Dataset excerpts on object pointing:
= = = = =

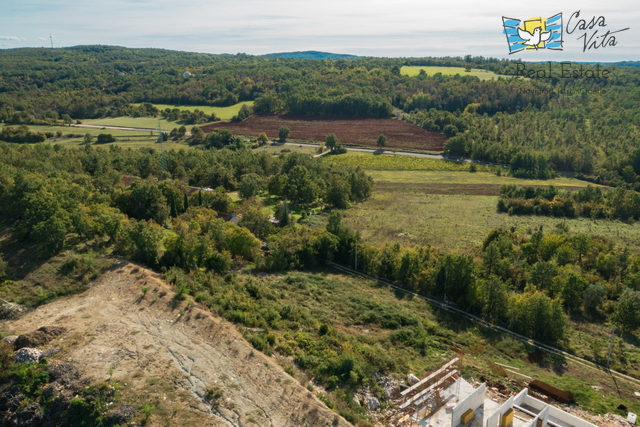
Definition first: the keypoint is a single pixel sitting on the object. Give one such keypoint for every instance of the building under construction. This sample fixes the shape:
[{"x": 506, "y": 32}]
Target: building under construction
[{"x": 444, "y": 399}]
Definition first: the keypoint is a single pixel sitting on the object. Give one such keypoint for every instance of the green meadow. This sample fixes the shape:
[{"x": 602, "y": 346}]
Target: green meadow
[
  {"x": 225, "y": 113},
  {"x": 414, "y": 70}
]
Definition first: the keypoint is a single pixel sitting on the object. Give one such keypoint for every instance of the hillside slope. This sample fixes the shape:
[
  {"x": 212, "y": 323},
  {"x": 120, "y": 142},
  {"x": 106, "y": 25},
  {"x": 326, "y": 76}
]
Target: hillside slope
[{"x": 169, "y": 353}]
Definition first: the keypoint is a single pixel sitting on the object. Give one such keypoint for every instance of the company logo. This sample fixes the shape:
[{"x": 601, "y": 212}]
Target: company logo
[
  {"x": 533, "y": 33},
  {"x": 540, "y": 33}
]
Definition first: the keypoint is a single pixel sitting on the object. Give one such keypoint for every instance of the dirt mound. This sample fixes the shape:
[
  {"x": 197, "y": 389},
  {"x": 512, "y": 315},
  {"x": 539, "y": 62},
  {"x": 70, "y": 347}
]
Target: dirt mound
[
  {"x": 122, "y": 414},
  {"x": 64, "y": 372},
  {"x": 38, "y": 338},
  {"x": 170, "y": 354}
]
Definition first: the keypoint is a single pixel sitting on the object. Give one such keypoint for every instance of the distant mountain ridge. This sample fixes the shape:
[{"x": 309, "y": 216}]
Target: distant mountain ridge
[{"x": 311, "y": 54}]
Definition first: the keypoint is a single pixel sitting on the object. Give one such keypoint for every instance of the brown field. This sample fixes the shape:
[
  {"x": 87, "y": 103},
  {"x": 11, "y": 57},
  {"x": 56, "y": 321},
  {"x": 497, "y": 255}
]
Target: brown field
[
  {"x": 355, "y": 131},
  {"x": 454, "y": 189}
]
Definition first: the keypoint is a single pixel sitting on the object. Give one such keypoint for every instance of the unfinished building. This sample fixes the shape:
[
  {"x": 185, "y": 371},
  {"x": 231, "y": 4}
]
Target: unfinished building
[{"x": 444, "y": 399}]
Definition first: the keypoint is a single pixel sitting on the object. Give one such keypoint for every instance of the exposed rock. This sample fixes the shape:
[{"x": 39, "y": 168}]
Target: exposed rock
[
  {"x": 31, "y": 416},
  {"x": 50, "y": 352},
  {"x": 371, "y": 403},
  {"x": 11, "y": 339},
  {"x": 64, "y": 371},
  {"x": 37, "y": 338},
  {"x": 412, "y": 379},
  {"x": 9, "y": 310},
  {"x": 28, "y": 355},
  {"x": 122, "y": 414}
]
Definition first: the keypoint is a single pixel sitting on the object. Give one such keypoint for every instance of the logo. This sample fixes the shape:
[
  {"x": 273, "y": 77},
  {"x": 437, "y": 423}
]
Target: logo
[{"x": 533, "y": 33}]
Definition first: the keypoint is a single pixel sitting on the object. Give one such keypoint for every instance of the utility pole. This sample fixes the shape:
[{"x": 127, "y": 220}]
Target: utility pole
[
  {"x": 356, "y": 261},
  {"x": 610, "y": 346},
  {"x": 163, "y": 155}
]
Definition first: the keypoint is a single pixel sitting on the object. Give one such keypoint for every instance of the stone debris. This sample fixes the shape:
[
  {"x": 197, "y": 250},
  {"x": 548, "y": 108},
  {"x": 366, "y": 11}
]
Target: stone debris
[
  {"x": 28, "y": 355},
  {"x": 9, "y": 310},
  {"x": 390, "y": 385},
  {"x": 42, "y": 336},
  {"x": 122, "y": 414},
  {"x": 10, "y": 339},
  {"x": 412, "y": 379},
  {"x": 372, "y": 403}
]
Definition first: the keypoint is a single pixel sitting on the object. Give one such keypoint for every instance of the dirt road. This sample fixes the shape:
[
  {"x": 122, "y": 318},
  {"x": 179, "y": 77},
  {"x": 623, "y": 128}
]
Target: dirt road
[{"x": 172, "y": 352}]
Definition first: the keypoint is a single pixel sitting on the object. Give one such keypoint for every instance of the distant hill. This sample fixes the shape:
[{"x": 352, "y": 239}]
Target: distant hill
[
  {"x": 627, "y": 63},
  {"x": 311, "y": 54}
]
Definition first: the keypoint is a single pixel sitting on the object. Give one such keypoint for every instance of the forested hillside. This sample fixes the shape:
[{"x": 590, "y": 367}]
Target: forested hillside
[{"x": 583, "y": 125}]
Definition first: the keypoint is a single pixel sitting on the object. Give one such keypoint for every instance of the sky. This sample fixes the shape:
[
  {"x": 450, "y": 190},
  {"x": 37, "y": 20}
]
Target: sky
[{"x": 399, "y": 28}]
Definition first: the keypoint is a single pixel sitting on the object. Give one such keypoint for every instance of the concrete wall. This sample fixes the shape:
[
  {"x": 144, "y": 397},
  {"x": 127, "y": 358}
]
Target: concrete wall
[
  {"x": 494, "y": 419},
  {"x": 560, "y": 415},
  {"x": 474, "y": 401},
  {"x": 535, "y": 403},
  {"x": 555, "y": 413}
]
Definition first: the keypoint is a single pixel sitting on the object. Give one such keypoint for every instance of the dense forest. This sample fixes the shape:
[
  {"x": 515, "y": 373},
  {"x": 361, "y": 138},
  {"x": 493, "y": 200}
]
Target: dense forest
[
  {"x": 587, "y": 126},
  {"x": 49, "y": 193},
  {"x": 174, "y": 218}
]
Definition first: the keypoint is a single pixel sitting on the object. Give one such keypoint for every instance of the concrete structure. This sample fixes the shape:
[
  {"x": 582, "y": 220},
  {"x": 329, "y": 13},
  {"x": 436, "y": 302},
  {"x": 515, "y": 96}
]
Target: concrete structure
[{"x": 442, "y": 403}]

= = = = =

INSTRUCTIONS TO FOLLOW: Write out each entry exactly as given, omitting any picture.

RESULT OF THE EXERCISE:
Definition first: the keypoint is a single pixel sitting on the object. Give one such keypoint for every instance of the building under construction. This sample fixes the shape:
[{"x": 506, "y": 32}]
Target: building under construction
[{"x": 444, "y": 399}]
Definition first: the keypoint is a single pixel sitting on the object. Give one such keypoint for every instance of the green meadow. This sample fixes the shape:
[{"x": 602, "y": 346}]
Target: green meadow
[
  {"x": 225, "y": 113},
  {"x": 414, "y": 70}
]
Definition first: the keypoint is a single pixel sitting on the object. Give one such keypoint for every instance of the hillside slope. This sample fixes the shape:
[
  {"x": 212, "y": 323},
  {"x": 120, "y": 142},
  {"x": 106, "y": 25},
  {"x": 326, "y": 76}
]
Target: hillside slope
[{"x": 169, "y": 353}]
Definition first: the keypoint is a single pixel sitting on the object. Give one such keypoint for every instance of the company logo. This sample fixes the shape:
[{"x": 601, "y": 212}]
Target: company logo
[
  {"x": 533, "y": 33},
  {"x": 540, "y": 33}
]
Definition first: the keypoint is a single pixel sitting on the object. Give one such keypoint for every instance of the dirt mound. This sample fixes the shape:
[
  {"x": 197, "y": 389},
  {"x": 512, "y": 315},
  {"x": 539, "y": 62},
  {"x": 70, "y": 347}
]
Target: dirt mound
[
  {"x": 122, "y": 414},
  {"x": 64, "y": 372},
  {"x": 38, "y": 338},
  {"x": 170, "y": 354}
]
Definition first: the keypoint is a single pixel sitting on the object. Give one such keypoint for every instance of the distant mountain ridge. This sample fixes the shape:
[{"x": 309, "y": 216}]
Target: distant mountain ridge
[{"x": 311, "y": 54}]
Definition first: the keypoint is a single pixel sitting on the object. Give one such keypoint for every instance of the brown field. This sample fixes the shape:
[
  {"x": 87, "y": 103},
  {"x": 11, "y": 57},
  {"x": 56, "y": 321},
  {"x": 497, "y": 255}
]
Target: brown field
[
  {"x": 355, "y": 131},
  {"x": 454, "y": 189}
]
Definition first: the keypoint is a single pixel sitting on the object. Give one such keypoint for every instance of the unfinished building. This sample fixes the shape:
[
  {"x": 185, "y": 371},
  {"x": 231, "y": 4}
]
Target: unfinished building
[{"x": 444, "y": 399}]
Definition first: the keypoint is a single pixel sitting on the object. Give one such keypoint for every instance of the exposed rock. This sample fixes the shape:
[{"x": 39, "y": 168}]
Target: exposed rock
[
  {"x": 31, "y": 416},
  {"x": 50, "y": 352},
  {"x": 371, "y": 403},
  {"x": 11, "y": 339},
  {"x": 64, "y": 371},
  {"x": 37, "y": 338},
  {"x": 412, "y": 379},
  {"x": 9, "y": 310},
  {"x": 28, "y": 355},
  {"x": 122, "y": 414}
]
Definition first: the keypoint is a single pixel sitting on the object. Give one such keypoint for every instance of the logo. This sample fixes the shape:
[
  {"x": 273, "y": 77},
  {"x": 437, "y": 423}
]
Target: logo
[{"x": 533, "y": 33}]
Definition first: the keypoint is a single pixel sitting on the object. Give one such keypoint for every instance of the utility pole. This sample fixes the shape:
[{"x": 127, "y": 220}]
Target: utility pole
[
  {"x": 356, "y": 261},
  {"x": 610, "y": 346},
  {"x": 163, "y": 155}
]
Definition first: the keypoint is a single pixel sitting on the object. Give one such keypoint for every instance of the stone debris. This sample fixes the shape:
[
  {"x": 197, "y": 250},
  {"x": 548, "y": 108},
  {"x": 366, "y": 11}
]
Target: stone debris
[
  {"x": 28, "y": 355},
  {"x": 9, "y": 310},
  {"x": 390, "y": 385},
  {"x": 42, "y": 336},
  {"x": 122, "y": 414},
  {"x": 10, "y": 339},
  {"x": 412, "y": 379},
  {"x": 372, "y": 403}
]
Definition first: the keypoint is a single pixel sitting on the object. Give one such keypoint for every instance of the dirt road. This sample fixes the shape:
[
  {"x": 122, "y": 318},
  {"x": 179, "y": 77},
  {"x": 623, "y": 128}
]
Target: dirt road
[{"x": 172, "y": 352}]
Definition first: the keypoint is a single pixel sitting on the object. Give one such keypoint for every instance of the distant hill. This sample fixes the shape:
[{"x": 352, "y": 239}]
Target: distant hill
[
  {"x": 627, "y": 63},
  {"x": 311, "y": 54}
]
Definition first: the keypoint is a single pixel sitting on the object. Give one such keypoint for every instance of the forested hillside. This sample fixes the shape:
[{"x": 590, "y": 367}]
Target: forested hillside
[{"x": 583, "y": 125}]
Definition first: the keypoint is a single pixel sitting on the object. Give one such keypoint for every instance of the sky. This sample fixes the shape:
[
  {"x": 450, "y": 190},
  {"x": 37, "y": 20}
]
Target: sky
[{"x": 399, "y": 28}]
Definition first: the keypoint is a single pixel sitting on the object. Give one such keypoint for every instance of the concrete wall. This sample fixes the shape:
[
  {"x": 144, "y": 397},
  {"x": 127, "y": 358}
]
Target: concrete wall
[
  {"x": 494, "y": 419},
  {"x": 560, "y": 415},
  {"x": 474, "y": 401},
  {"x": 535, "y": 403},
  {"x": 555, "y": 413}
]
Definition first: the keypoint is a single pixel sitting on the object. Give one such keypoint for every instance of the dense forest. This sample fixes the shape:
[
  {"x": 515, "y": 373},
  {"x": 361, "y": 138},
  {"x": 493, "y": 200}
]
Target: dense forest
[
  {"x": 587, "y": 126},
  {"x": 49, "y": 193},
  {"x": 174, "y": 218}
]
Definition first: the keypoint is a single pixel sitting on the object. Give one such keypoint for every instance of the concrete structure. This sample fixes the shape:
[
  {"x": 582, "y": 220},
  {"x": 329, "y": 13},
  {"x": 436, "y": 302},
  {"x": 515, "y": 96}
]
Target: concrete structure
[{"x": 442, "y": 403}]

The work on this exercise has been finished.